Task directions: Output the material as a numbered list of lines, starting with its first line and going on through the line containing "[220,298,700,525]". Leave out blank lines.

Bounding box annotation entries
==========

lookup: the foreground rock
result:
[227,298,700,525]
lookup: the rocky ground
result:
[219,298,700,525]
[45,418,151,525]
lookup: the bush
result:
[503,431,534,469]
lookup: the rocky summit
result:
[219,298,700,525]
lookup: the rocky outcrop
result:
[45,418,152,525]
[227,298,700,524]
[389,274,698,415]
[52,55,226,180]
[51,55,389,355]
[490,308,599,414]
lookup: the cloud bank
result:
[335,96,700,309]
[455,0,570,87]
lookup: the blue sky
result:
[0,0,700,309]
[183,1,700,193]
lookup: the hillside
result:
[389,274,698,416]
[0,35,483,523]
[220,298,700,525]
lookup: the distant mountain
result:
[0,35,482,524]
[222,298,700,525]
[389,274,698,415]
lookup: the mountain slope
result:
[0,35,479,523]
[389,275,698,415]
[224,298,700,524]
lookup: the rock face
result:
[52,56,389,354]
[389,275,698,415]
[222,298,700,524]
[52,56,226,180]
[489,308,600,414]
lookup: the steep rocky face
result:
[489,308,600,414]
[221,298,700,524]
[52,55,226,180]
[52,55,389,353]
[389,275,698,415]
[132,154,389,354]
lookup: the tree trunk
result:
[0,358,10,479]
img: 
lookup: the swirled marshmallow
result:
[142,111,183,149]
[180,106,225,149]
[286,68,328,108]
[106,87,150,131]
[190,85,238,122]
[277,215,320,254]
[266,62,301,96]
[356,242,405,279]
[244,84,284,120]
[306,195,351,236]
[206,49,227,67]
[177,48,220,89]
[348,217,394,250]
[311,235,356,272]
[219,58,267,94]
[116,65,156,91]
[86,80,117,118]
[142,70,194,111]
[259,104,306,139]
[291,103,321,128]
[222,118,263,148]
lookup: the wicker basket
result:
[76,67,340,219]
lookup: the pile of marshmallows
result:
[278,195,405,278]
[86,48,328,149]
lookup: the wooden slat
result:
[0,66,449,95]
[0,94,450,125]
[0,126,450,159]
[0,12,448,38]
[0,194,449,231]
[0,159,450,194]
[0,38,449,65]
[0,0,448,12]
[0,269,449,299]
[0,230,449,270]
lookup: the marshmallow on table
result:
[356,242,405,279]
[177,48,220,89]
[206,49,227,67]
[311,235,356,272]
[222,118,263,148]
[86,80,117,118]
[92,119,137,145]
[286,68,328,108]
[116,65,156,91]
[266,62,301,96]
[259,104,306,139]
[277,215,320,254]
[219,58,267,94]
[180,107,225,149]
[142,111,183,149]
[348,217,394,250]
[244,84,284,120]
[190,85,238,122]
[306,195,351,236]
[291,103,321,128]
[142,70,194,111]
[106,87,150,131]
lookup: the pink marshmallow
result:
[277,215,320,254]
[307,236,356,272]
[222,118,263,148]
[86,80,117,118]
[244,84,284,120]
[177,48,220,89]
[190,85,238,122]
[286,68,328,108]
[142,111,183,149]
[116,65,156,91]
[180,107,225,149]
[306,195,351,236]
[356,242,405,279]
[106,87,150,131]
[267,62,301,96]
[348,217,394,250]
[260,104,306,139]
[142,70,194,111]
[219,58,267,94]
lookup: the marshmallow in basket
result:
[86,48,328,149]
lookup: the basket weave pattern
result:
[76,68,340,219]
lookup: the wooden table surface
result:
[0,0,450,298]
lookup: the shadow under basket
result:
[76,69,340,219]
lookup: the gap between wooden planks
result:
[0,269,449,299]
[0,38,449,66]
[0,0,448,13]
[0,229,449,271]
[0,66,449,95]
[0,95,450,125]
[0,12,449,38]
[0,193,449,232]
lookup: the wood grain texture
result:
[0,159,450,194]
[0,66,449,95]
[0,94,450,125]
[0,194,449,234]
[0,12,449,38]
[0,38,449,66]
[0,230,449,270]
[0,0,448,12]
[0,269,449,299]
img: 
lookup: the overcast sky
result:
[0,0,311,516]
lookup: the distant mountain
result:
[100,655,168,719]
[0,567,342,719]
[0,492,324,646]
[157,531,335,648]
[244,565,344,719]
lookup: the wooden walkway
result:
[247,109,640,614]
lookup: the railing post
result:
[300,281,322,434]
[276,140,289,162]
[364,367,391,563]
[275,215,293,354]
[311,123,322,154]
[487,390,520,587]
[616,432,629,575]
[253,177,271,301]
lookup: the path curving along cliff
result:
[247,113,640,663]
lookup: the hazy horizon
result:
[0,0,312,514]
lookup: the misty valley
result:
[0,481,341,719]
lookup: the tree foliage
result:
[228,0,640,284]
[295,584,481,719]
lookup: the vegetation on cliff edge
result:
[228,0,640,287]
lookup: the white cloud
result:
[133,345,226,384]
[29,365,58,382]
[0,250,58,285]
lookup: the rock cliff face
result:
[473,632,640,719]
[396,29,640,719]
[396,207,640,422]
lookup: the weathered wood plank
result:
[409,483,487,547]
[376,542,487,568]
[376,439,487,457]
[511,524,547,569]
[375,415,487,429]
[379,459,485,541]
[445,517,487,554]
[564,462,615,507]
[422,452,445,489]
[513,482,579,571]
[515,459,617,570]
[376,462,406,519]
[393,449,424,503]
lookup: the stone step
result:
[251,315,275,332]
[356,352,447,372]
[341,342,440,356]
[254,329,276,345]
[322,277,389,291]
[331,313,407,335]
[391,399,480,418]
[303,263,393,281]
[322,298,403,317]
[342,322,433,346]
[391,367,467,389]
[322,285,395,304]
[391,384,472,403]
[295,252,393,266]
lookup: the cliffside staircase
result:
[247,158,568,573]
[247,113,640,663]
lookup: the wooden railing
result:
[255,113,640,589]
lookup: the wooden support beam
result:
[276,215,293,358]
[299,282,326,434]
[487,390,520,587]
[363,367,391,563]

==========

Solution for this problem:
1. lookup: the foreground rock
2. result:
3. [227,298,700,525]
4. lookup: the rocky ground
5. result:
6. [219,298,700,525]
7. [45,418,151,525]
8. lookup: the bush
9. result:
10. [503,431,534,469]
11. lookup: the rocky summit
12. result:
13. [219,298,700,525]
14. lookup: the rocky outcrop
15. result:
16. [45,418,152,525]
17. [227,298,700,524]
18. [389,274,698,415]
19. [52,55,226,180]
20. [51,55,389,355]
21. [490,308,599,414]
22. lookup: the cloud bank
23. result:
24. [335,96,700,309]
25. [455,0,570,87]
26. lookup: the blue sky
27. result:
28. [0,0,700,309]
29. [183,1,700,193]
30. lookup: the hillside
31. result:
32. [389,274,698,416]
33. [0,35,483,523]
34. [220,298,700,525]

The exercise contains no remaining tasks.